Please render the lines of the material below as a Markdown table with the columns "Number" and "Entry", starting with the line that contains "Objective: one point per instance of the leafy" and going on through the end of the material. Leave out any blank lines.

Point-based annotation data:
## START

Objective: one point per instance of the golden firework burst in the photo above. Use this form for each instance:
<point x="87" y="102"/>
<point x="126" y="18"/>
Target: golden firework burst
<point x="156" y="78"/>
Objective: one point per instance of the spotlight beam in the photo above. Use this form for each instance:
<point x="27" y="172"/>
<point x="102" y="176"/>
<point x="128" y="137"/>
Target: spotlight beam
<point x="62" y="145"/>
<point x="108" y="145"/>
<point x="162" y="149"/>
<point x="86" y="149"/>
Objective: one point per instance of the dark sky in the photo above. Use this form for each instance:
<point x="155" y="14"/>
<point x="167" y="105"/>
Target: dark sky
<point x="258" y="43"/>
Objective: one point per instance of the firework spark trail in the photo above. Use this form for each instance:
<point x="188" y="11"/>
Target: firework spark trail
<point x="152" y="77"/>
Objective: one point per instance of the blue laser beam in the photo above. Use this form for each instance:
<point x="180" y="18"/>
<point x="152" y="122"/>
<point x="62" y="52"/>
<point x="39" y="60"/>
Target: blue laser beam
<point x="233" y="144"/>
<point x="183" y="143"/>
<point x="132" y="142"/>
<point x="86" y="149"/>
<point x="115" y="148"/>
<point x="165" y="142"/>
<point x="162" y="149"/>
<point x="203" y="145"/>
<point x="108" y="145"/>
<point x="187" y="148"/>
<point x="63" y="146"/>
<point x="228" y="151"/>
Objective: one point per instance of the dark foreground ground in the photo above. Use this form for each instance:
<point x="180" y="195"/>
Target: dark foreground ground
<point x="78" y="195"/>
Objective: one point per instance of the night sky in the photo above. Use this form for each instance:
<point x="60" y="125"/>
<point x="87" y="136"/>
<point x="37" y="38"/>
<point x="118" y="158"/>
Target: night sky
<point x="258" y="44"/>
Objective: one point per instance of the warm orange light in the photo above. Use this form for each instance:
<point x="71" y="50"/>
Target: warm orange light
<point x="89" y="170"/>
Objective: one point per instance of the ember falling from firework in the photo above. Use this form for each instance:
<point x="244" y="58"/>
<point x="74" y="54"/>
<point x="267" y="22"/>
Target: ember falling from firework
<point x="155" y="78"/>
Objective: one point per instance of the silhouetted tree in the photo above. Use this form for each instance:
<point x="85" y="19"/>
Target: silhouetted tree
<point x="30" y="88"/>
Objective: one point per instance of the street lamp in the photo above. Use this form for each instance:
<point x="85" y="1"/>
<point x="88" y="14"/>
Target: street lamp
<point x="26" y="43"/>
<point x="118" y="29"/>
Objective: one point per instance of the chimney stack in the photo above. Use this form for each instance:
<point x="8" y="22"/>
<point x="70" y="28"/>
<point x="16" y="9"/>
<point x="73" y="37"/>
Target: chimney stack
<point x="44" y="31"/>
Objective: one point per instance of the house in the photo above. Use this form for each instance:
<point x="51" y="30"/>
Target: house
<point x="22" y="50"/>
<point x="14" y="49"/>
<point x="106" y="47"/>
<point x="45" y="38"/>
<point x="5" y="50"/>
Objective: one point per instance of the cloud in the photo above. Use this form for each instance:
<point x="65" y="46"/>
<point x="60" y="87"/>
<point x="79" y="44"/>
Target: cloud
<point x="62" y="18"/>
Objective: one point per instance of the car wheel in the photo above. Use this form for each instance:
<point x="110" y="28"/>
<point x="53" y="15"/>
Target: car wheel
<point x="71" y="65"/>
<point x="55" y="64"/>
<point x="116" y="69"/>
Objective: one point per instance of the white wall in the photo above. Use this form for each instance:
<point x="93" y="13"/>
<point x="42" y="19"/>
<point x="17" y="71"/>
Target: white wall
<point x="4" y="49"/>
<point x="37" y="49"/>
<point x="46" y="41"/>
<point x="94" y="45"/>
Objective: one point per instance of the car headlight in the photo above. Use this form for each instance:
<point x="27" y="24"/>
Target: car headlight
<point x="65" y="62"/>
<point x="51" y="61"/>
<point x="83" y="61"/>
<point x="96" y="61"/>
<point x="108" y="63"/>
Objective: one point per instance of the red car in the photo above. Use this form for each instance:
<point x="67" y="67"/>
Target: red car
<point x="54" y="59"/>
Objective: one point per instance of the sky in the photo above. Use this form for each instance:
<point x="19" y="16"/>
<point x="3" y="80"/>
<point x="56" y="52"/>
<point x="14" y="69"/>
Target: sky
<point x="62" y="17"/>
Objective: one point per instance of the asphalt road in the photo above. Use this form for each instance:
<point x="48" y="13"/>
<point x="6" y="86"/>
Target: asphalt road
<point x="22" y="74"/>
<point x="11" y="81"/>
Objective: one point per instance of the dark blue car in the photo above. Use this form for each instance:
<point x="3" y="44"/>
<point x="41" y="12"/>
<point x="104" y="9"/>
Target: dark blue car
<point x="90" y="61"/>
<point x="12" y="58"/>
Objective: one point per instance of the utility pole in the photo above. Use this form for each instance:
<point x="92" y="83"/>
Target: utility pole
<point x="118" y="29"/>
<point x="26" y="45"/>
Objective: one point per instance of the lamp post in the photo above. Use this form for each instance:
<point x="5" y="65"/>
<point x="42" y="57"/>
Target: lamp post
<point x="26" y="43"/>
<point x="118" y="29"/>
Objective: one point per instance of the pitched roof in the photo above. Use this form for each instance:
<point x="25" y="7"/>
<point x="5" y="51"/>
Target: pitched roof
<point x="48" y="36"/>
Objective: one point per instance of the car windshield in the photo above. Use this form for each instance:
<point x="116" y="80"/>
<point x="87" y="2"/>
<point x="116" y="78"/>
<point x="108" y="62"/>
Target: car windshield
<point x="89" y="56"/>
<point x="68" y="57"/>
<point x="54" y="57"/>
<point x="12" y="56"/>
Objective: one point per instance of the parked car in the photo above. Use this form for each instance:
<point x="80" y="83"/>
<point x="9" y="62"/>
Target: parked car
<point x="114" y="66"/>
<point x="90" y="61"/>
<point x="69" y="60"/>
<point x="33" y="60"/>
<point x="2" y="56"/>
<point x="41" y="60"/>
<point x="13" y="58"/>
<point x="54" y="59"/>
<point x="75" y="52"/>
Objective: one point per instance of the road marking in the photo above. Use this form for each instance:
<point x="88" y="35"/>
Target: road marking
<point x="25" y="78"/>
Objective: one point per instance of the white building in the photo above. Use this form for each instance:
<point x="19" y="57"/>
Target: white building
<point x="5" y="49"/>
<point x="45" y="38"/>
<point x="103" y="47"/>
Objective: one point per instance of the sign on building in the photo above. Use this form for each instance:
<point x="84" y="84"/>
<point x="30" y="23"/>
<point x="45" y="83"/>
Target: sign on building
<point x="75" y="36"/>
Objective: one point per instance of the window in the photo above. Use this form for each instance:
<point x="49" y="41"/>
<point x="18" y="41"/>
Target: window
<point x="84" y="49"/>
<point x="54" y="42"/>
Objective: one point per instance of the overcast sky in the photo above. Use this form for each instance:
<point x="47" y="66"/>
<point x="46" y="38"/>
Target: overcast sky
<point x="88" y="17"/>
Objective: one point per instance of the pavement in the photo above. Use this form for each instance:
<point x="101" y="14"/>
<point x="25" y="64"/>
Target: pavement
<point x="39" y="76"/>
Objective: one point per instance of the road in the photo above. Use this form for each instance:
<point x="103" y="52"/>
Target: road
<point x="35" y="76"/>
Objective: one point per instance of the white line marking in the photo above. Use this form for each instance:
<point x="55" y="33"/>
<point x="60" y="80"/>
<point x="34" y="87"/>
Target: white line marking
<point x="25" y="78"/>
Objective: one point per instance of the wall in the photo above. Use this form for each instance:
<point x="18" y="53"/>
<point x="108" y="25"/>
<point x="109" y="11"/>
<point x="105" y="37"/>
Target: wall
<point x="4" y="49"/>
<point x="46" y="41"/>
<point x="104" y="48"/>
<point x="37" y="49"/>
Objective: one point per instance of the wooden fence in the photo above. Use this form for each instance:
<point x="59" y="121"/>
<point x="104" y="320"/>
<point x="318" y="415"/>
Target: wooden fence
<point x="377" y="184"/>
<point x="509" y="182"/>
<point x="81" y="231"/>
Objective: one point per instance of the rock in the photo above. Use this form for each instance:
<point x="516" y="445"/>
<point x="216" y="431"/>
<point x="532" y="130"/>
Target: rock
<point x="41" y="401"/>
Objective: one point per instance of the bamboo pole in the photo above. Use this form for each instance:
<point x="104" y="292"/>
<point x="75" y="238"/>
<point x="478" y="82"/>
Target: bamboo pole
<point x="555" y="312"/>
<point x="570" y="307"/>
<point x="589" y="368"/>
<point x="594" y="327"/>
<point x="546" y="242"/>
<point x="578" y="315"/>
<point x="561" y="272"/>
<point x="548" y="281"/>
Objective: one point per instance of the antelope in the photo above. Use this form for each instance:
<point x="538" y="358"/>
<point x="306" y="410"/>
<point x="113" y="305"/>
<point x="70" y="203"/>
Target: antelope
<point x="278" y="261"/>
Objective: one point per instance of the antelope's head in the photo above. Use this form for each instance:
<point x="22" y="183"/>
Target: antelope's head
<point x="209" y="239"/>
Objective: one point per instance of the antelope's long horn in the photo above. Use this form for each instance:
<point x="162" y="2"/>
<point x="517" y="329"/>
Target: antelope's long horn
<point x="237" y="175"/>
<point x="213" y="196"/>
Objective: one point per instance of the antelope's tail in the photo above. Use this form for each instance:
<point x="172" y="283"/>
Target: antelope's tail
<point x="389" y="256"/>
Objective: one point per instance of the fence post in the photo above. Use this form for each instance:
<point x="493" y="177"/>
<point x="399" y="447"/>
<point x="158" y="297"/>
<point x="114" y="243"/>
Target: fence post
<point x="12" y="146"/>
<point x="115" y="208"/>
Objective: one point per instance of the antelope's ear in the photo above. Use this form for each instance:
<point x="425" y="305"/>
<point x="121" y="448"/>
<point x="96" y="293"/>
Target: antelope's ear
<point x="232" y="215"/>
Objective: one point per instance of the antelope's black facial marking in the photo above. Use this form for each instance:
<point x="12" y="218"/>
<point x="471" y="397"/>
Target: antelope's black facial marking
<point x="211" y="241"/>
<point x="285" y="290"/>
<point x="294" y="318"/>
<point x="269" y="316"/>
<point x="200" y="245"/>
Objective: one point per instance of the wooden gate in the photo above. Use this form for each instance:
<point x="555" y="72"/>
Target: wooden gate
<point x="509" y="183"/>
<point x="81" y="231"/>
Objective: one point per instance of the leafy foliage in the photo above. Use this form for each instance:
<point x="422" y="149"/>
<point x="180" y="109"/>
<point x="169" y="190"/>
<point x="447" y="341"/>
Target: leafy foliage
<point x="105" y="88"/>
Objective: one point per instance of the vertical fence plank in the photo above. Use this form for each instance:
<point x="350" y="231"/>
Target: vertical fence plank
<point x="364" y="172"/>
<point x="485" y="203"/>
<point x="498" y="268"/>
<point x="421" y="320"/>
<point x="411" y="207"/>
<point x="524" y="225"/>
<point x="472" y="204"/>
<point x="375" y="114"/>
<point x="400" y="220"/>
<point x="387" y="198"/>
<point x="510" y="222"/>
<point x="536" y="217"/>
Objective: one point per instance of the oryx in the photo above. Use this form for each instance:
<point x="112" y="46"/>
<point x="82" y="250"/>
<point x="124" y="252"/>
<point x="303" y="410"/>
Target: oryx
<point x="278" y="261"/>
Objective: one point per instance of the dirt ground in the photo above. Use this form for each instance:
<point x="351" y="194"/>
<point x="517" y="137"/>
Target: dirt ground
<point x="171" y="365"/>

## END

### OUTPUT BELOW
| Number | Entry |
|---|---|
| 1 | Objective: one point per instance of the leafy foliage in the photo above. Use this form for each instance: |
| 2 | <point x="422" y="149"/> |
| 3 | <point x="180" y="109"/> |
| 4 | <point x="169" y="190"/> |
| 5 | <point x="447" y="341"/> |
| 6 | Target: leafy foliage |
| 7 | <point x="105" y="88"/> |
| 8 | Objective: one point per instance of the vertical fence plank in the photo above. Use this form for each instance: |
| 9 | <point x="350" y="231"/> |
| 10 | Target: vertical fence plank |
| 11 | <point x="364" y="172"/> |
| 12 | <point x="485" y="203"/> |
| 13 | <point x="498" y="268"/> |
| 14 | <point x="421" y="320"/> |
| 15 | <point x="411" y="207"/> |
| 16 | <point x="524" y="225"/> |
| 17 | <point x="472" y="204"/> |
| 18 | <point x="375" y="114"/> |
| 19 | <point x="400" y="220"/> |
| 20 | <point x="387" y="198"/> |
| 21 | <point x="510" y="222"/> |
| 22 | <point x="536" y="217"/> |
| 23 | Objective: one point per instance of the oryx in the photo above. Use this form for each instance: |
| 24 | <point x="112" y="46"/> |
| 25 | <point x="82" y="250"/> |
| 26 | <point x="124" y="252"/> |
| 27 | <point x="303" y="410"/> |
| 28 | Target: oryx |
| 29 | <point x="278" y="261"/> |
| 30 | Objective: one point per instance of the dirt ground in the photo above. Use this form for each instance: |
| 31 | <point x="351" y="194"/> |
| 32 | <point x="517" y="137"/> |
| 33 | Target: dirt ground |
| 34 | <point x="171" y="365"/> |